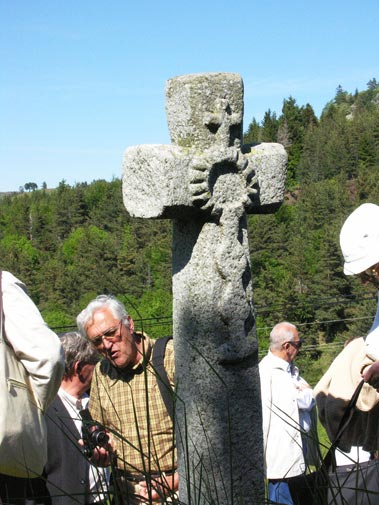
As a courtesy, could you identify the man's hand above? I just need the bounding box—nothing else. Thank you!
[78,433,114,467]
[139,472,179,503]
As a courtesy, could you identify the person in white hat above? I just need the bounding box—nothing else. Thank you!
[340,203,379,388]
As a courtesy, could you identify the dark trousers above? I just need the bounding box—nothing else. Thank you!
[0,473,45,505]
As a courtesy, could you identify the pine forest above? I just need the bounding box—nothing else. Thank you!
[0,79,379,384]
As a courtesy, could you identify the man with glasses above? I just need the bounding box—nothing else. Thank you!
[77,295,178,505]
[259,321,315,505]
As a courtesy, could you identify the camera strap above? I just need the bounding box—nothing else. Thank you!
[151,335,174,420]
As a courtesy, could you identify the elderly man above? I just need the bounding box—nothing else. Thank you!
[35,331,107,505]
[0,271,63,504]
[259,322,314,505]
[77,295,178,504]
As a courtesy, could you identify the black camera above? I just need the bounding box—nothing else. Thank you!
[79,409,109,458]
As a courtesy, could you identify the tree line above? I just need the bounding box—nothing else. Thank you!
[0,79,379,382]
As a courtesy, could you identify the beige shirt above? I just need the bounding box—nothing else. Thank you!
[89,337,176,475]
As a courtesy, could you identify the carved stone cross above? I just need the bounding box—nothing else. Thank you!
[123,73,287,505]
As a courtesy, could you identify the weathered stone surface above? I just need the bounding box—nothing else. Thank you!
[123,73,287,505]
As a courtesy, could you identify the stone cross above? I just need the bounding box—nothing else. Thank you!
[123,73,287,505]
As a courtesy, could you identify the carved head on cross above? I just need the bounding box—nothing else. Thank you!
[166,73,243,150]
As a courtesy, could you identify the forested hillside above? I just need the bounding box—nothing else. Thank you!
[0,79,379,378]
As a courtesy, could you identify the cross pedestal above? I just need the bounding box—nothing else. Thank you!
[123,73,287,505]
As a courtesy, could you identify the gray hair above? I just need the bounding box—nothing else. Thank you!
[59,331,100,377]
[270,321,297,351]
[76,295,129,338]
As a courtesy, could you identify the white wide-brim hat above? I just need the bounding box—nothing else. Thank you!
[340,203,379,275]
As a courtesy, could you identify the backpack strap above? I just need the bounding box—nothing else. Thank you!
[151,335,174,420]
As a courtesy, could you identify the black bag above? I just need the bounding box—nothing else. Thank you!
[327,460,379,505]
[287,380,379,505]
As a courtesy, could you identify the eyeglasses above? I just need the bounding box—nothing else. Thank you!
[89,321,122,347]
[284,339,303,350]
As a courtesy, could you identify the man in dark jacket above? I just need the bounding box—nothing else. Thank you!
[35,332,107,505]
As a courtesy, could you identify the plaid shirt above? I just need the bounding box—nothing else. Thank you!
[89,336,176,475]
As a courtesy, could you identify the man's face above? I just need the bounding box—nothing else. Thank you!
[86,307,140,368]
[78,363,96,391]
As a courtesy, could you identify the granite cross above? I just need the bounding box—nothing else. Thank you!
[123,73,287,505]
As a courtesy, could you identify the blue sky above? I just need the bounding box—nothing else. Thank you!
[0,0,379,191]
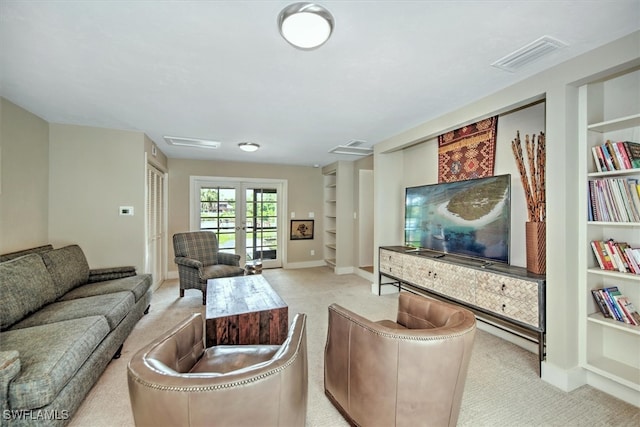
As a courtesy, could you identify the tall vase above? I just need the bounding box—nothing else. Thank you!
[525,222,547,274]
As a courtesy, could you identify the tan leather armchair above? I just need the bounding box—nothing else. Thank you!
[324,292,476,427]
[127,313,308,427]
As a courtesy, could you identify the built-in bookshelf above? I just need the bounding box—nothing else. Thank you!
[323,168,337,267]
[577,70,640,402]
[322,160,354,274]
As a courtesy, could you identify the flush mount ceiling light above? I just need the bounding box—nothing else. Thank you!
[238,142,260,152]
[278,3,333,50]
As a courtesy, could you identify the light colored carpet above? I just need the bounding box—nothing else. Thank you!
[71,267,640,427]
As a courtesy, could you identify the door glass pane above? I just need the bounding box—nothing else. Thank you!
[200,187,236,253]
[245,188,278,260]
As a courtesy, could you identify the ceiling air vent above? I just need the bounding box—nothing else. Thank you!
[329,139,373,156]
[164,136,221,150]
[491,36,567,73]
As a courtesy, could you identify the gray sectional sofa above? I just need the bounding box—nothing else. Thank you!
[0,245,151,426]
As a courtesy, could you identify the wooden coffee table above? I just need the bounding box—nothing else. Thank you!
[205,275,289,347]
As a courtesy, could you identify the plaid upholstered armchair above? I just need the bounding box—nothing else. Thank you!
[173,231,244,305]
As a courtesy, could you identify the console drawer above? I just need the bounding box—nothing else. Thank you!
[476,289,540,328]
[378,249,403,279]
[476,272,538,306]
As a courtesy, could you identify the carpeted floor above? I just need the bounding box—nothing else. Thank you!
[71,267,640,427]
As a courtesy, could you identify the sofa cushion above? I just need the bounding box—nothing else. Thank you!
[60,274,151,302]
[0,245,53,262]
[0,316,109,410]
[42,245,89,298]
[0,254,56,331]
[11,291,135,330]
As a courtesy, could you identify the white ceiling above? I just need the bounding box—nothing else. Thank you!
[0,0,640,166]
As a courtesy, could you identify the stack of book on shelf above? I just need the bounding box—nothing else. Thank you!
[591,286,640,326]
[588,178,640,222]
[591,239,640,274]
[591,140,640,172]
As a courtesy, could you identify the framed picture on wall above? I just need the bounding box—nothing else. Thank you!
[291,219,313,240]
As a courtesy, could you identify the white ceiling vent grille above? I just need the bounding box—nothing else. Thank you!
[491,36,567,73]
[329,139,373,156]
[164,136,221,150]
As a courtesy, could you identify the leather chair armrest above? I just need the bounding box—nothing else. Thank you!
[218,252,240,267]
[174,257,202,269]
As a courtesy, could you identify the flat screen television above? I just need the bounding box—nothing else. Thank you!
[404,174,511,263]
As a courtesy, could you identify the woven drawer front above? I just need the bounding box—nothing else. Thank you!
[434,263,476,304]
[403,256,440,289]
[476,289,540,328]
[476,272,538,306]
[379,249,404,278]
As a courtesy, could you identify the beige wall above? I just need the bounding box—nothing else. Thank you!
[144,135,169,172]
[374,32,640,390]
[49,124,146,271]
[167,158,323,271]
[0,98,49,253]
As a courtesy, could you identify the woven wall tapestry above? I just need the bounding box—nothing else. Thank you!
[438,116,498,182]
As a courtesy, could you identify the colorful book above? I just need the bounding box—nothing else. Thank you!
[618,296,640,326]
[591,289,613,319]
[591,240,607,270]
[591,147,607,172]
[596,240,616,270]
[615,142,633,169]
[604,286,631,323]
[604,140,622,170]
[598,289,622,320]
[622,141,640,168]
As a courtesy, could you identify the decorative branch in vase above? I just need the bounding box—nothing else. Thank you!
[511,131,547,274]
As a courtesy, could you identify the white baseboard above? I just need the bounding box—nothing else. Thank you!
[540,360,587,392]
[282,260,327,269]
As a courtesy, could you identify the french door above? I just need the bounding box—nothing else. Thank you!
[191,177,286,268]
[145,164,167,289]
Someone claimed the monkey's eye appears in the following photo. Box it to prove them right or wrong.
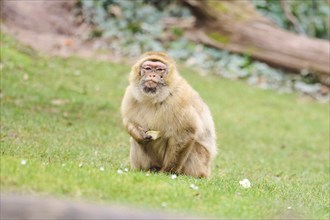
[143,66,152,71]
[156,68,166,73]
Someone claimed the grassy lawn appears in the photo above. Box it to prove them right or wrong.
[0,35,330,219]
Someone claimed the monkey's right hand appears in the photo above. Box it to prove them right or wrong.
[136,126,152,144]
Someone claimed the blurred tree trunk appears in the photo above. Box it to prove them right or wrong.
[182,0,330,85]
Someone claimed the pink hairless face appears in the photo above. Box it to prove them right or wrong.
[140,60,167,93]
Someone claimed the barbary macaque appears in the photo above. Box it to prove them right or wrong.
[121,52,216,178]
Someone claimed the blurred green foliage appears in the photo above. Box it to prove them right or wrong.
[253,0,330,39]
[79,0,329,99]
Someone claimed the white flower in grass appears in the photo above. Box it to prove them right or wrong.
[190,184,198,190]
[171,174,178,180]
[239,179,251,189]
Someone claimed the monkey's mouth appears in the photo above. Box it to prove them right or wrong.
[143,80,158,93]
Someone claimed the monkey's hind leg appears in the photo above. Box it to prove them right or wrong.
[130,138,151,170]
[180,143,211,178]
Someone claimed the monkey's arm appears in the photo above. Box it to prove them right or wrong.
[123,119,152,144]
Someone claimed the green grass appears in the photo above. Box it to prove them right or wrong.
[0,35,329,219]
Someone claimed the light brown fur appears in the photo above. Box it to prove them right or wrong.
[121,52,216,177]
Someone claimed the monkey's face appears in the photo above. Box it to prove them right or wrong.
[140,60,168,94]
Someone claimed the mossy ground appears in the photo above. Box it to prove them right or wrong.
[0,35,329,219]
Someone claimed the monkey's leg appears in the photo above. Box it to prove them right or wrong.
[181,142,211,178]
[130,138,152,170]
[161,140,195,173]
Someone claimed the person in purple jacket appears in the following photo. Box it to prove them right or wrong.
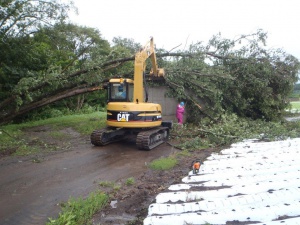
[176,102,184,124]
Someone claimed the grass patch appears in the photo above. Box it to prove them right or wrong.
[149,157,177,170]
[0,112,106,156]
[290,102,300,111]
[47,192,109,225]
[125,177,135,186]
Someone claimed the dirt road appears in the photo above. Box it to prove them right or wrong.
[0,139,175,225]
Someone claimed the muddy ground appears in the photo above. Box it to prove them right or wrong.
[0,126,213,225]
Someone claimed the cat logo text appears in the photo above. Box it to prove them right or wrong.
[117,113,129,122]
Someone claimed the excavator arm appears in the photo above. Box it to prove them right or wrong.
[133,38,165,103]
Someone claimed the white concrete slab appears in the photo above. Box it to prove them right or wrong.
[144,138,300,225]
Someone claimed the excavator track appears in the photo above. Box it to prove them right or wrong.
[136,127,169,150]
[91,128,125,146]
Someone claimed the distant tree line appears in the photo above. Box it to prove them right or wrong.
[0,0,300,124]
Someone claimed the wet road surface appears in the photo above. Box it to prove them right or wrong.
[0,140,174,225]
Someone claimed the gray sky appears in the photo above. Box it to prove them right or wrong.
[67,0,300,59]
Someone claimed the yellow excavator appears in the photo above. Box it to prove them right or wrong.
[91,38,172,150]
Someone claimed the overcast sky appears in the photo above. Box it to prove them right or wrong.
[67,0,300,59]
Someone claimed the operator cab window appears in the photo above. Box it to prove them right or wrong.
[109,83,133,102]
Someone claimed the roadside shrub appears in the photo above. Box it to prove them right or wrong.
[47,192,108,225]
[149,157,177,170]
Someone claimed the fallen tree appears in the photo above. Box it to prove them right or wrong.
[0,31,299,124]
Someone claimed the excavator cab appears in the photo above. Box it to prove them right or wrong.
[91,38,172,150]
[107,78,133,102]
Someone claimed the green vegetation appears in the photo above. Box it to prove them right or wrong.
[0,112,105,155]
[290,101,300,111]
[171,114,300,151]
[47,192,108,225]
[149,156,177,170]
[125,177,135,186]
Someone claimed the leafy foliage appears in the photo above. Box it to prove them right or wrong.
[172,114,300,151]
[167,30,300,123]
[0,0,300,124]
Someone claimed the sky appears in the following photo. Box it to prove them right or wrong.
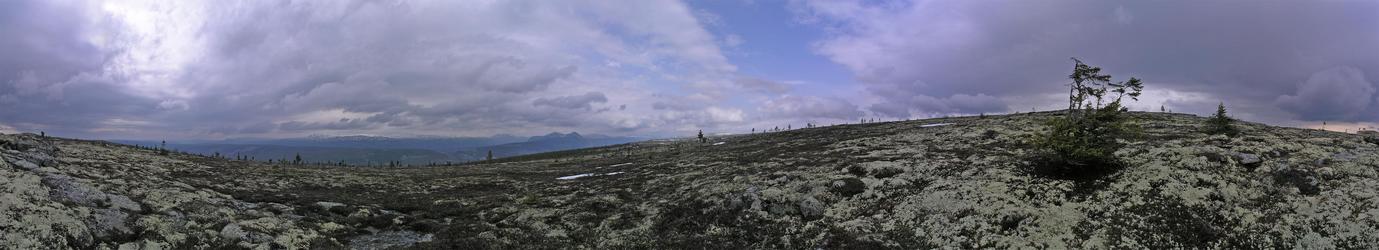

What you are asked to do: Output the material as a Markdown table with the columns Row and Line. Begin at the line that contains "As a courtesy, could you identify the leather", stop after the line that contains "[511,131,547,274]", number each line, and omit blank lines.

Full response:
| Row | Line |
|---|---|
| 1 | As a courtesy, could you identify the leather chair armrest above? I just need the bounding box—nothing else. Thank you! |
| 2 | [218,252,240,267] |
| 3 | [174,257,202,269] |
| 4 | As a courtesy, could you identify the flat screen television above? I just need the bounding box—nothing else. Thank you! |
| 5 | [404,174,511,263] |
| 6 | As a courtesy, could you identify the woven drawer front above? I just need the bounding box—nothing else. Thank you! |
| 7 | [434,263,476,304] |
| 8 | [403,256,440,289] |
| 9 | [476,289,540,328] |
| 10 | [476,272,538,306] |
| 11 | [379,249,404,278] |
| 12 | As a courtesy, could you identify the beige wall above? I just need the bounding box—nothing else. Thank you! |
| 13 | [144,135,169,172] |
| 14 | [374,32,640,390] |
| 15 | [49,124,146,271] |
| 16 | [167,158,323,271] |
| 17 | [0,98,49,253] |
| 18 | As a courtesy, could you identify the woven wall tapestry above? I just need the bounding box—nothing else. Thank you! |
| 19 | [438,116,498,182] |
| 20 | As a courtesy, could you identify the colorful book above? I just need the bounding box—nothing else. Thank you! |
| 21 | [618,296,640,326] |
| 22 | [591,289,613,319] |
| 23 | [591,240,607,270] |
| 24 | [591,147,607,172] |
| 25 | [596,240,616,270] |
| 26 | [615,142,633,169] |
| 27 | [604,286,631,323] |
| 28 | [604,140,622,170] |
| 29 | [598,289,622,320] |
| 30 | [622,141,640,168] |
| 31 | As a courtesy, could you identify the decorative branch in vase above? I just need the bounding box—nothing else. Thank you! |
| 32 | [511,131,547,274] |